Exercise materials:
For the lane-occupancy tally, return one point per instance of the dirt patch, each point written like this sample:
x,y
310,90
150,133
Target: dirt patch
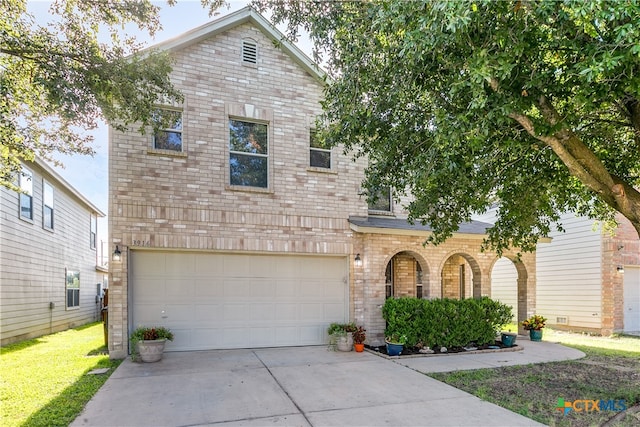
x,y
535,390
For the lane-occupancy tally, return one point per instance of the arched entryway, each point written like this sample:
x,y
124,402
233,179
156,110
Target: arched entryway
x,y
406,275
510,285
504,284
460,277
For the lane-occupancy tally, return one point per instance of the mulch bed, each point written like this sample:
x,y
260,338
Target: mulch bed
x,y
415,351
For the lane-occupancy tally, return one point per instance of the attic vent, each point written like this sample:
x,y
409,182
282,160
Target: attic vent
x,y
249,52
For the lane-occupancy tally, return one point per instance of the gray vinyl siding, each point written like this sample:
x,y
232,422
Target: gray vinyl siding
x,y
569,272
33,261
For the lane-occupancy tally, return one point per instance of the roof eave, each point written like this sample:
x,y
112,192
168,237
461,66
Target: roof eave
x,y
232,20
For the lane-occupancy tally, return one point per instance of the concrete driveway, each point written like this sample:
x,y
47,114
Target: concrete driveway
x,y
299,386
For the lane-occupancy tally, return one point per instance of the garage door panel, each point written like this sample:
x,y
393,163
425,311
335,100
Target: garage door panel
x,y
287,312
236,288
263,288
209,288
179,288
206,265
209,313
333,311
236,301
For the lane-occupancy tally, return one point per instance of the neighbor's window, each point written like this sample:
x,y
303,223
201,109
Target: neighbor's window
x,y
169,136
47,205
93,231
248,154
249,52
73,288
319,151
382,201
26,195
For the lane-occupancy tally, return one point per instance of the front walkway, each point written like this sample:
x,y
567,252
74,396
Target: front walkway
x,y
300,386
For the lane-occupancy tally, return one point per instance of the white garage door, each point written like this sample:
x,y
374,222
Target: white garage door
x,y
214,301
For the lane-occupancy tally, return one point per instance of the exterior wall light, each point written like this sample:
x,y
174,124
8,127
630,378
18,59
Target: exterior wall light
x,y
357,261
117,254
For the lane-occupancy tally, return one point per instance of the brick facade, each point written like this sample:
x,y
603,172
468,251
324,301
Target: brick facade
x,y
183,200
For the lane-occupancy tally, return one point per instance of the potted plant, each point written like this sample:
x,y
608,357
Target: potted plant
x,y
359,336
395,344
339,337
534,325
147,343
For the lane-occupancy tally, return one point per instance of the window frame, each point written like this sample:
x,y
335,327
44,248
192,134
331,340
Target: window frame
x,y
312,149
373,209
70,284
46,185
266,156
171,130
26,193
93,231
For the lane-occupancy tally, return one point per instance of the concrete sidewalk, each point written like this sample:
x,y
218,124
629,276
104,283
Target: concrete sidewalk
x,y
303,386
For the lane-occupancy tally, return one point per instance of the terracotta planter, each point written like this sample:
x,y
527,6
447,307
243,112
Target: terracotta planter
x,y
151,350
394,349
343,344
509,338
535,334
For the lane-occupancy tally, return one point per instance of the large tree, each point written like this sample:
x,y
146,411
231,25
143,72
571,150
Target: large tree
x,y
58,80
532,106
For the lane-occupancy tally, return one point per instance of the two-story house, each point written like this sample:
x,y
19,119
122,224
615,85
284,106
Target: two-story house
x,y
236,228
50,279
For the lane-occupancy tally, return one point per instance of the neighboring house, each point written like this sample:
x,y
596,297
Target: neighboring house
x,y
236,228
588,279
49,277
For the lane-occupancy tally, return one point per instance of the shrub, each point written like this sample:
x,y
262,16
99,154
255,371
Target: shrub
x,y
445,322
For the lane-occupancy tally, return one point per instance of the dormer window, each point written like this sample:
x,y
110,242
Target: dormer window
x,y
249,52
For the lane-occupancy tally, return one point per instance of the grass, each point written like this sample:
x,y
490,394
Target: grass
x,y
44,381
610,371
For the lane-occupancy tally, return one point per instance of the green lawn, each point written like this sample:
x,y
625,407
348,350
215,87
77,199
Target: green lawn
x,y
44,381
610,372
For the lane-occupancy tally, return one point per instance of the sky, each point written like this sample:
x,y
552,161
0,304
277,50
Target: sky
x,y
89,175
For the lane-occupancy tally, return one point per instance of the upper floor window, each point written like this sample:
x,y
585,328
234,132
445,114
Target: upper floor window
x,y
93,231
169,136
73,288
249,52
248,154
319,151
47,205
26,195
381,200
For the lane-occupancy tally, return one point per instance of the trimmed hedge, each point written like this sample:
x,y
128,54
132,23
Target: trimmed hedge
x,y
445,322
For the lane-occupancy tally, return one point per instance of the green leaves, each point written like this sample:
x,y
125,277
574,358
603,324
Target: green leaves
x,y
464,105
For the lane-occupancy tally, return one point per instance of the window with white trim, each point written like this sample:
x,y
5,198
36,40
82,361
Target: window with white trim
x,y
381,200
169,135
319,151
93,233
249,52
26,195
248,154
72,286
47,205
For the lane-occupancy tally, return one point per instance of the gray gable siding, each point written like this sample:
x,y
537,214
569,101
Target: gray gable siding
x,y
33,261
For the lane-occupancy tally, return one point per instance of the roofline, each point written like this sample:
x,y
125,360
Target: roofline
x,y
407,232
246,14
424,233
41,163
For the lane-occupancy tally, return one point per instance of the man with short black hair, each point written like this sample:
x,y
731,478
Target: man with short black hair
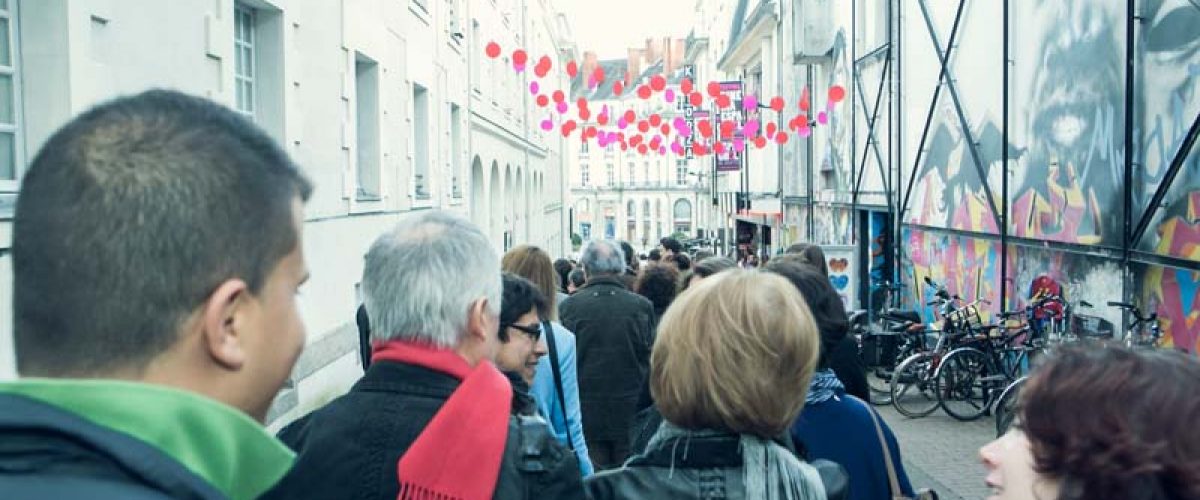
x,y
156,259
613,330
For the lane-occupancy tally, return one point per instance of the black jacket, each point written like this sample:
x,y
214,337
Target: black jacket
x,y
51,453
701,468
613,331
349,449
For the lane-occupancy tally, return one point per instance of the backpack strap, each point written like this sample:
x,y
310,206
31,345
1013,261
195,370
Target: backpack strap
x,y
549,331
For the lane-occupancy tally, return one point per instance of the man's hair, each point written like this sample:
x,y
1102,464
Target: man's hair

* * *

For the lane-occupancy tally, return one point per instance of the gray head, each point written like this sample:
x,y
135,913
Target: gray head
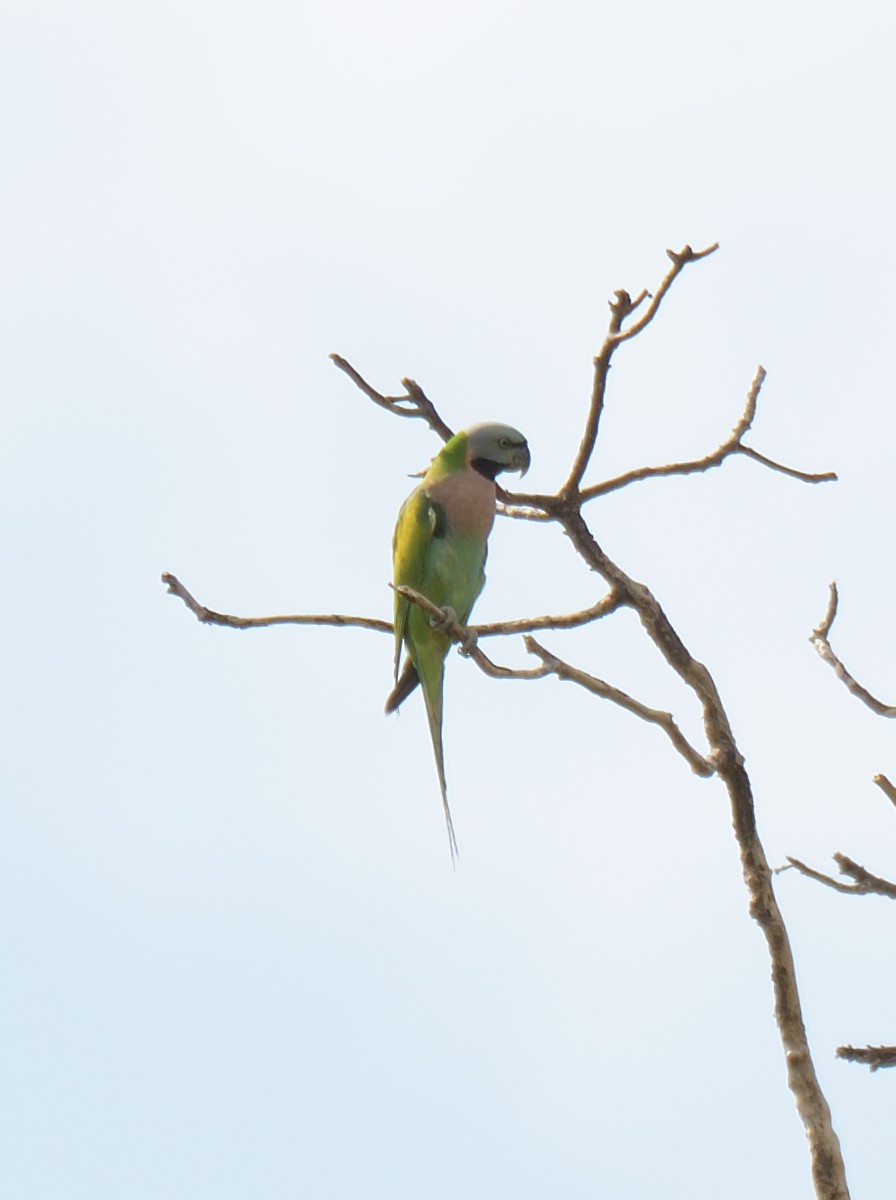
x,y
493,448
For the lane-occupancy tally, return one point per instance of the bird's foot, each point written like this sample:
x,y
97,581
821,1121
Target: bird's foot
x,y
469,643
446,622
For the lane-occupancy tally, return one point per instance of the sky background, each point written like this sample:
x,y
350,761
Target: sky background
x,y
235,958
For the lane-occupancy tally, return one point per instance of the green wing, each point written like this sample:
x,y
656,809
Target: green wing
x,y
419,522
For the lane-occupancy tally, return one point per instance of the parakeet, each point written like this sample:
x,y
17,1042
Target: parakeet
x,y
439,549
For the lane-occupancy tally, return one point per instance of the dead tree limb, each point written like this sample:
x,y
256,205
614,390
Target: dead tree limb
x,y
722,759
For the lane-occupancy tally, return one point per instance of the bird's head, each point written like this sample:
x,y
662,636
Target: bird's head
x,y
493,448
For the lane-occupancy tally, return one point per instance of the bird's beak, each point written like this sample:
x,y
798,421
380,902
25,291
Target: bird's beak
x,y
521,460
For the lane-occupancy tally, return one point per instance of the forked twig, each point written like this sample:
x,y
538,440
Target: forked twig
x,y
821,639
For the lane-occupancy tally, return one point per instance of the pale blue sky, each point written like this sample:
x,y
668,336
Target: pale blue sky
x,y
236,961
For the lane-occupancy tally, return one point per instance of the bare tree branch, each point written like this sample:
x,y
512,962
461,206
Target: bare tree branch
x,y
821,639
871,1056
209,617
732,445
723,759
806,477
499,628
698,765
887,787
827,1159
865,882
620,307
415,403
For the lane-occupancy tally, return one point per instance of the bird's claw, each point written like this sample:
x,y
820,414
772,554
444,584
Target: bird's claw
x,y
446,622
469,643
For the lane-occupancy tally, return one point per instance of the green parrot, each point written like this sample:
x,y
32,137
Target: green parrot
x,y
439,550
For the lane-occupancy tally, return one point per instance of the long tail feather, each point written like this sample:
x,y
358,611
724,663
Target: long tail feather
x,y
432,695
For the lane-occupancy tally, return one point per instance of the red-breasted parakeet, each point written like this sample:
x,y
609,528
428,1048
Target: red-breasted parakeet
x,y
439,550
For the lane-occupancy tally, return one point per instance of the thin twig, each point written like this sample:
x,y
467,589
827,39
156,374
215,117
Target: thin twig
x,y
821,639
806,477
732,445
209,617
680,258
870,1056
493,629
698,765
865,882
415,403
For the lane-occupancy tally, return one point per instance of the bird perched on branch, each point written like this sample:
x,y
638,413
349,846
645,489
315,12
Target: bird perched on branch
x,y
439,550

---

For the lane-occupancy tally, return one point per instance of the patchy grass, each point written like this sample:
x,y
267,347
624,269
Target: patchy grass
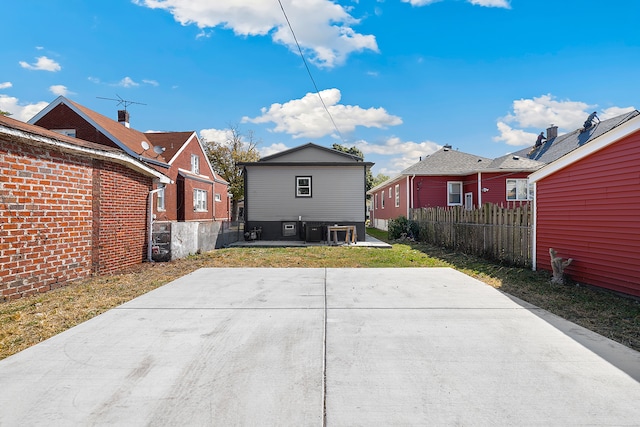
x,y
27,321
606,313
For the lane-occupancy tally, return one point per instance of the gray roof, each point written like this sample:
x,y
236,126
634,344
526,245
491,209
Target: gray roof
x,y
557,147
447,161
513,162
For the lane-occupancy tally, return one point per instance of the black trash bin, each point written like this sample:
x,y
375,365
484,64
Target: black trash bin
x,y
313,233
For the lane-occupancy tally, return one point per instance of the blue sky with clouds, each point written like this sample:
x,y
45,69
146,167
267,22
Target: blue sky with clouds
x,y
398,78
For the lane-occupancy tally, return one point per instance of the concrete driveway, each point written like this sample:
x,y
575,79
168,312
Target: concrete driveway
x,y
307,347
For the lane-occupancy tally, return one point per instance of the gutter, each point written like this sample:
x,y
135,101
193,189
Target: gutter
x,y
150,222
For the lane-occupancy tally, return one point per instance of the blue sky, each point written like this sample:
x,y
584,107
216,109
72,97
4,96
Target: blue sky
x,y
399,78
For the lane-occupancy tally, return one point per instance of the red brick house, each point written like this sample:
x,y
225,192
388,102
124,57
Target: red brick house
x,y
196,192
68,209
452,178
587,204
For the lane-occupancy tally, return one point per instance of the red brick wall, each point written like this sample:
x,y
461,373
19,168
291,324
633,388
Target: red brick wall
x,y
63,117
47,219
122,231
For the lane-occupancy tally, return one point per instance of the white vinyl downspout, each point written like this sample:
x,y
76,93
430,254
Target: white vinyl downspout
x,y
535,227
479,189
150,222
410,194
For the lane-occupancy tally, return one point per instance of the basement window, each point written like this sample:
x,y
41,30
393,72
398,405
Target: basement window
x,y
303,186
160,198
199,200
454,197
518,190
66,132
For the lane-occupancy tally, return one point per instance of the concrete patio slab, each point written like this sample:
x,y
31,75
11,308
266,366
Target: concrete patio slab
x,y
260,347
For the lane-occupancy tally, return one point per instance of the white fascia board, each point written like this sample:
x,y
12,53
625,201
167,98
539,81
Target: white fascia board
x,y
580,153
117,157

Short problem:
Please find each line in the listing above that contains the string "sidewalk" and copy those lines out.

Result of the exercise:
For the lane-occupancy tally, return one point per instance of the concrete sidewalk, each point written like this sample:
Target: concrete sidewalk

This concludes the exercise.